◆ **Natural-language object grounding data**
——————

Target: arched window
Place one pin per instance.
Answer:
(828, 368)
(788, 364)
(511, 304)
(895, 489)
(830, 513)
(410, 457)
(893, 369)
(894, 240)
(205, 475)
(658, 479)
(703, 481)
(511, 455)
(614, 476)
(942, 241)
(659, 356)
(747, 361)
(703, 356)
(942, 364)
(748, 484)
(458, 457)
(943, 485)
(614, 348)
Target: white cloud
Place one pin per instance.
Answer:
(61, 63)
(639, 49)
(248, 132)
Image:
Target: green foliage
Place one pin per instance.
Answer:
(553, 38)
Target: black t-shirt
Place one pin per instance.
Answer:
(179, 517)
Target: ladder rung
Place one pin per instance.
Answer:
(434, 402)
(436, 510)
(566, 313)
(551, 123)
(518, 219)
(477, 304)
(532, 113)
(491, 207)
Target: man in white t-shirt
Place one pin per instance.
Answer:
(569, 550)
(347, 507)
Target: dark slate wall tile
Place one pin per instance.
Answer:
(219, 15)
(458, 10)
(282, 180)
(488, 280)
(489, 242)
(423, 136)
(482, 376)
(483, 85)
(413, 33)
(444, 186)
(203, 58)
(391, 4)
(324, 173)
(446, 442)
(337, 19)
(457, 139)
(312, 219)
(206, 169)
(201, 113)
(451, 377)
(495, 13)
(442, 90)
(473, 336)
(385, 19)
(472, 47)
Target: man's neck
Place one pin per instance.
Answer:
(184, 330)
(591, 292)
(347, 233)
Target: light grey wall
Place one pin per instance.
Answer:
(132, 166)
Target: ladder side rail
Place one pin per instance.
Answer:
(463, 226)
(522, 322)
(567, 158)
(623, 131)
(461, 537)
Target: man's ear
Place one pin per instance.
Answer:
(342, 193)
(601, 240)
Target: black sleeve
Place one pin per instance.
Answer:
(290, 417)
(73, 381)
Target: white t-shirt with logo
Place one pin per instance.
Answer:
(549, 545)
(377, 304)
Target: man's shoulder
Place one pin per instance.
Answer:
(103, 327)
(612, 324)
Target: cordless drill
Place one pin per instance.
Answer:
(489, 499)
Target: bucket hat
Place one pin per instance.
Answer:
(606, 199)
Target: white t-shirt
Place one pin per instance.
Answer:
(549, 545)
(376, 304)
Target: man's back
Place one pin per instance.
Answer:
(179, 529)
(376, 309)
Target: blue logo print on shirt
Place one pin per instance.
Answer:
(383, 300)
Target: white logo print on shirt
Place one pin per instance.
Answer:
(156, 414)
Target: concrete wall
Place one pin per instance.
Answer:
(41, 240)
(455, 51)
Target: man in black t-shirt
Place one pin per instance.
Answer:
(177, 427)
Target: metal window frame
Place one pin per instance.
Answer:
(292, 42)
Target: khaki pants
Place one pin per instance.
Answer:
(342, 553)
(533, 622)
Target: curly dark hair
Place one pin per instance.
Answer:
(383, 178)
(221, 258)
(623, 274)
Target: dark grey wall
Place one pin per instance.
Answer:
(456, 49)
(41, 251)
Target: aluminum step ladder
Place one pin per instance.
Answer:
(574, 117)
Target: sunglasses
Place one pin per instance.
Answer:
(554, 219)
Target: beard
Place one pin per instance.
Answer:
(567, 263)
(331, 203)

——————

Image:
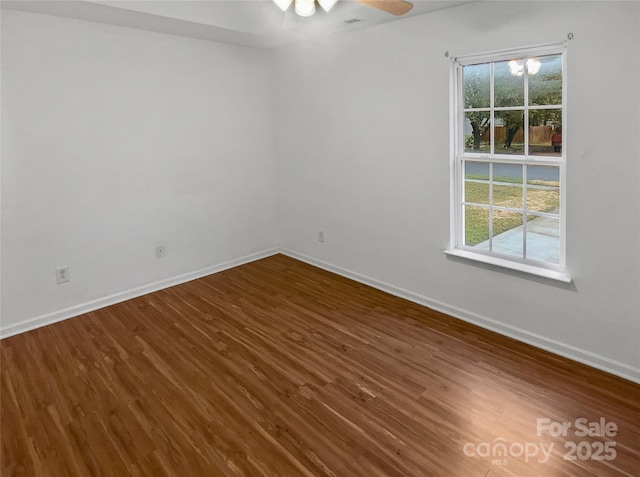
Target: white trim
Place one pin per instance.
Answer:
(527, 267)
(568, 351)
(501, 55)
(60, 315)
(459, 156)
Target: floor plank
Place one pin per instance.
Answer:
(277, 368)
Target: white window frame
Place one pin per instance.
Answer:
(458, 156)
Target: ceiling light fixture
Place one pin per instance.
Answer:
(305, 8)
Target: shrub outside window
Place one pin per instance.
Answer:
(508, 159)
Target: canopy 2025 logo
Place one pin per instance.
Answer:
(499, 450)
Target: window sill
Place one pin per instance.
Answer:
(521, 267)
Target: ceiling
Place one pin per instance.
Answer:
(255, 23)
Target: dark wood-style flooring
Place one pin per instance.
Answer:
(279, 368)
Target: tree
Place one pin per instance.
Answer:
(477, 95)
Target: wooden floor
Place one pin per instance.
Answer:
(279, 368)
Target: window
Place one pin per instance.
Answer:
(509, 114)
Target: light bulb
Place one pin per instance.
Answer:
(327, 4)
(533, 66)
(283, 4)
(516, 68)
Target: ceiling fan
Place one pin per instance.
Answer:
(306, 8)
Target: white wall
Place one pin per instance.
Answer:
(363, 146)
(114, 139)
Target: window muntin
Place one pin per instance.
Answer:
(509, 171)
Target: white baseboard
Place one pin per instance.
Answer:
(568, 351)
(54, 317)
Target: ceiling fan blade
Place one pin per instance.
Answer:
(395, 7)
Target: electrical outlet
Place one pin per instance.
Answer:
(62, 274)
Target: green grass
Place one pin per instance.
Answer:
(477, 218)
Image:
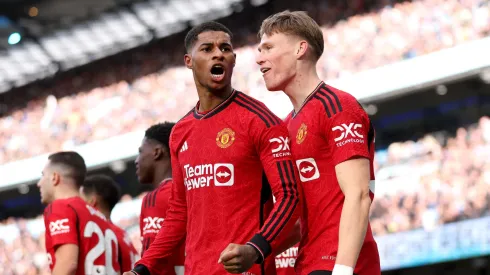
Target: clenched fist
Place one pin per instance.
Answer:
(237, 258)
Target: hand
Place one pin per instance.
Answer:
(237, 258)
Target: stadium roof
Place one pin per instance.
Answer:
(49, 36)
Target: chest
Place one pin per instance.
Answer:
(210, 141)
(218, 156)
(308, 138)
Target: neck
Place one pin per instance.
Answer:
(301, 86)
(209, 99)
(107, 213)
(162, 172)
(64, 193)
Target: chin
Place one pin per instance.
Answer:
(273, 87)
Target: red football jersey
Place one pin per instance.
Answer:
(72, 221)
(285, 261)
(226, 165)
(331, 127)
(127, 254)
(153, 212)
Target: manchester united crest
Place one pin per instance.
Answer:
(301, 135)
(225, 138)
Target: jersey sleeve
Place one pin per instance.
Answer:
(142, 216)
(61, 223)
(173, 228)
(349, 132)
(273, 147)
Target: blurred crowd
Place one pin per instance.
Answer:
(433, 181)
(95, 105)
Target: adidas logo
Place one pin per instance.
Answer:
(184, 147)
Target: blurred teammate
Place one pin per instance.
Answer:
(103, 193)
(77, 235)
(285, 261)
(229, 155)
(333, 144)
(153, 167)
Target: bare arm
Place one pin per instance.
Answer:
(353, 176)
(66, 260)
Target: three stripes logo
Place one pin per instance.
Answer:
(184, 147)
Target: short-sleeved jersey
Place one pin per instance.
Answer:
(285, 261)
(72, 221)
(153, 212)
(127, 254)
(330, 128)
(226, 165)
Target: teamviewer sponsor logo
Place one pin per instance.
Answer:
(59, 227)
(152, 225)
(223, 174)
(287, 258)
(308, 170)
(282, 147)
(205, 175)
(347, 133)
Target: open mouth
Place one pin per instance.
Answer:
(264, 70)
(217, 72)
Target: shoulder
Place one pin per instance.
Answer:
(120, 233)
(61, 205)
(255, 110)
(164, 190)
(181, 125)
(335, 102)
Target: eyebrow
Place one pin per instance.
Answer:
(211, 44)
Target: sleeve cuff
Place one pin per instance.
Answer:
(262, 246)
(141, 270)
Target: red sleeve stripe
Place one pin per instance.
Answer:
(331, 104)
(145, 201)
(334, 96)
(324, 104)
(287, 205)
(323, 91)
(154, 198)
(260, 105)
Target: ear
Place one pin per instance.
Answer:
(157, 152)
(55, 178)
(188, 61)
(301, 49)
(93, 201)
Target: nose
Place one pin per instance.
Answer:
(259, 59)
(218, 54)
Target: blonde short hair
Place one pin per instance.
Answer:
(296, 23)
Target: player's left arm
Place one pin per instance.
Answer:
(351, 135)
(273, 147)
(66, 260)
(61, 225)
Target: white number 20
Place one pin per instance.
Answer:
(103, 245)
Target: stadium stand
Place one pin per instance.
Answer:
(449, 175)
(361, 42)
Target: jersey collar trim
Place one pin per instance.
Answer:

——————

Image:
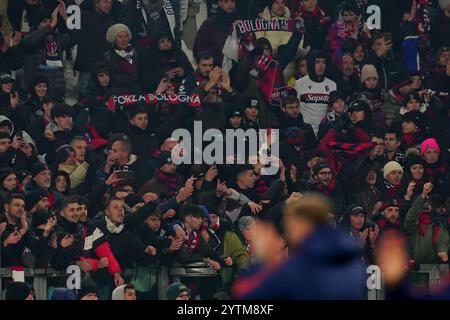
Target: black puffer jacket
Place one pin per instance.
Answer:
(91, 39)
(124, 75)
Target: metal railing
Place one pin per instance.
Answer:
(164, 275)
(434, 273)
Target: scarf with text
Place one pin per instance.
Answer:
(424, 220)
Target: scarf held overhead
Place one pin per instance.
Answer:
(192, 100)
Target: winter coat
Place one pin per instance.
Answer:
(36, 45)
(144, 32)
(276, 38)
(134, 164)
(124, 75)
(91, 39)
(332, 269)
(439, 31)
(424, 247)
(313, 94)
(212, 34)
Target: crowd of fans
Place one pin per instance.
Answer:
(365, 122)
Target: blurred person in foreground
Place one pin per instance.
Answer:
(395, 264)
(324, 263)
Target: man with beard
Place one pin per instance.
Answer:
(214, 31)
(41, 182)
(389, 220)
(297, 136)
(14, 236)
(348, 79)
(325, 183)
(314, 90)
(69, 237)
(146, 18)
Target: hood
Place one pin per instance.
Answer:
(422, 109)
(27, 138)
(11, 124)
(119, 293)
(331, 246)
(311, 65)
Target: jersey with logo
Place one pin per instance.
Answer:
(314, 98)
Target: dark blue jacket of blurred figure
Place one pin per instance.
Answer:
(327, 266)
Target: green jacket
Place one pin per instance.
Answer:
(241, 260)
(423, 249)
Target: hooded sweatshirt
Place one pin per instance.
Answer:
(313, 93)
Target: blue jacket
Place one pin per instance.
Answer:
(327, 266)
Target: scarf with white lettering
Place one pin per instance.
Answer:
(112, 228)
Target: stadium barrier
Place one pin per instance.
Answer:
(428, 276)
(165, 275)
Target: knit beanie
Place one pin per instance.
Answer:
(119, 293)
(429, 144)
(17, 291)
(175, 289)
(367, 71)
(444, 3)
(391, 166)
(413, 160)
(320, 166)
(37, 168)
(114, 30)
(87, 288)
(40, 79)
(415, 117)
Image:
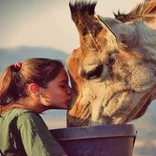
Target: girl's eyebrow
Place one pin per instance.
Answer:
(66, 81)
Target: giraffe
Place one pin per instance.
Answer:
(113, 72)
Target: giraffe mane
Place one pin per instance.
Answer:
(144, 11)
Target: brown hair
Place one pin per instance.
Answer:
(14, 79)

——————

◆ **WORK TO COMPLETE**
The answer must be every line of the records above that holds the word "trim".

◆ **TASK ANSWER**
Target: white trim
Target: jersey collar trim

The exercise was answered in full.